* _Text extract_
>> start

In his recently published memoir, Often in the Right Place: The Education of an Anarchist, Eugene’s own anarcho-primitivist philosopher details an exchange that took place between a leftist and his anarchist friends at a talk he gave in Izmir, Turkey, in 2004. The talk was in a small university hall, Zerzan writes, and it was buzzing with people. The leftist, a famous sculptor, according to Zerzan, asked: “Why would people want a primitivist life, that sounds like it would only be about survival?”
Zerzan’s friends responded to delighted applause: “Why would people want a life that consists of working and watching TV?”
For those unfamiliar with Zerzan and anarcho-primitivism, these questions are at the very center of his philosophy. They are the million-dollar ones, if you will.
John Zerzan is Eugene’s anarcho-primitivist philosopher, who has made a name for himself taking his anti-technology, anti-civilization philosophy around the world. He has published numerous books and essays, and hosts a weekly radio show, Anarchy Radio, on KWVA 88.1 FM.
Sitting in Eugene Weekly’s office, Zerzan doesn’t look like the stereotype of an anarchist. He’s older, born August 10, 1943, and wearing glasses, a T-shirt and a worn brown leather bomber. He can sit and talk about his life up to a point, always veering toward philosophy, and once he gets into it he leans forward with a slight smile, his eyes coming alive.
The book itself is not as interested in explaining his ideology as it is showing how one might come to this ideas in the first place. “Bob Black once described me as basically a religious thinker, searching for the original sin,” Zerzan writes in his memoir. “There’s some truth to that, maybe in large part regarding the ‘Origins’ essays I wrote in the 1980s.”
With his memoir, like his philosophy, he is interested in finding the root of his ideas — the original sin.
Mainly, though, Zerzan says he wrote it at the request of his wife. “I guess she knows I’ve witnessed some interesting stuff over the years,” he says.
Zerzan went to Stanford University in the early 1960s, at the beginning of the counterculture movement, then he lived in the Haight-Ashbury neighborhood in the mid ’60s, at the center of the hippie movement. Then he participated in the Vietnam protests. And, in the late ’60s, he worked as a social worker and participated in the labor movement.
“I wasn’t looking for anything specific. The main thing for me was trying to do something about domination, and then the question became enlarging the target of domination,” Zerzan says. He was always anti-authoritarian leaning, but was introduced to Marx at Stanford.
In Haight-Ashbury, he was, he says in his book, a “psychedelic Marxist” who walked around cold, foggy San Francisco days in an orange poncho, but he eventually found hippies too passive.
He joined these movements looking to fight domination, and each in turn, he says, were too liberal and not militant enough, and so he turned to anarchism.

>> end

* _Stored data_
>> start

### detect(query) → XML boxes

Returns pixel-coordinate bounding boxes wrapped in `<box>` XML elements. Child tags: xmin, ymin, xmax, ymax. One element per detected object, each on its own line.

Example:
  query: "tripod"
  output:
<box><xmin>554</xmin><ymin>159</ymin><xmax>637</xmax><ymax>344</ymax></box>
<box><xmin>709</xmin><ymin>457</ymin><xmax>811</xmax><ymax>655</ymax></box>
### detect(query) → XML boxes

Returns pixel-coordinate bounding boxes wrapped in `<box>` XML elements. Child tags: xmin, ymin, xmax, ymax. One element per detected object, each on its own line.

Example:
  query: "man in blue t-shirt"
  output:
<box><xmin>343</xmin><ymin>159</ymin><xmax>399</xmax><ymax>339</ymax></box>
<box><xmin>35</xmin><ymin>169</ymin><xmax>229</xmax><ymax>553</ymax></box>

>> end

* _Work instructions_
- A) From the article about John Zerzan's memoir, copy the passage that begins at the words "Sitting in Eugene" and stops after the words "eyes coming alive.".
- B) Write the next part of the article about John Zerzan's memoir, picking up after its final sentence.

* _Responses in order_
- A)
Sitting in Eugene Weekly’s office, Zerzan doesn’t look like the stereotype of an anarchist. He’s older, born August 10, 1943, and wearing glasses, a T-shirt and a worn brown leather bomber. He can sit and talk about his life up to a point, always veering toward philosophy, and once he gets into it he leans forward with a slight smile, his eyes coming alive.

- B)
In the fall of 1981, his eyes opened a little wider. He had just moved back to his home state from California, and was in the University of Oregon library researching a question that philosopher Herbert Marcuse posed: “Is there a possibility of redeeming the past?”
In his research he found the philosophy of Mircea Eliade, who introduced him to the concept of “no-time,” Eliade called it, this mystical, primordial time of creation where time itself didn’t exist.
“He was saying we all kind of desired that time,” Zerzan says. “But to me it implied, maybe that’s the reality, maybe that’s the way we were, in fact, in practice, not just as some sort of spiritual practice. He was one of the bridges to then looking at the actual record — what does anthropology have to say about this? So that’s when I dove head first into that literature and that was a total turning point for me.”
From here he researched hunter-gatherer primitive societies, those that lived like our ancestors did 100,000 years ago. Without civilization, without agriculture, without technology, without organized violence, without any system whatsoever, in band societies of 150–200 people. “That just sounds like utopia,” Zerzan says. “I mean isn’t that what we’re all really looking for?”
According to Zerzan, primitive societies like these have a higher quality of life because each member is truly free and independent and more connected to their immediate lives, thus less alienated and happier.
He outlines his critiques in his other essays. Essentially, agriculture laid the foundations of the concept of hierarchy, domination and division of labor so that an aristocratic upper class that did not have to do undesirable labor could form.
This lays the foundation for civilization, and the technology that came after was either used to subjugate free people to bring them into the embrace of civilization, or otherwise alienate civilized people from the freedom of primitivist life. And civilization will inevitably end at some point so it would be better to walk slowly, hand-in-hand into primitive oblivion than let some apocalypse thrust us there regardless.
This philosophy might sound familiar to those familiar with Ted Kaczynski, the Unabomber, whose primitivist manifesto, “Industrial Society and its Future,” was published in major newspapers following his bombings that killed three people and injured 23 others between 1978 and 1995.
“When the whole Unabomber thing exploded in the media, there were anti-tech circles that, virtually all of them, just hid under their beds. They were terrified,” Zerzan says. “And I thought ‘This is a marvelous opportunity!’”
In 1995, The New York Times published “Prominent Anarchist Finds Unsought Ally in Serial Bomber,” which discussed Zerzan’s views after the attacks.
“That’s the sad part about the Unabomber,” Zerzan says. “He was getting nowhere with just his analysis, but he was getting quite a bit somewhere when he started sending bombs in the mail. I don’t advocate for sending bombs in the mail; never have. Maybe it’s somebody’s way to go, but it’s certainly not mine.”
When it comes to how exactly his ideology might be achieved, Zerzan himself readily admits that he isn’t quite sure how it will look, he just knows that society cannot continue on its path. The path he envisions, some point out, would not be able to accommodate many of those who rely on technology and civilization to be able to live, namely disabled people.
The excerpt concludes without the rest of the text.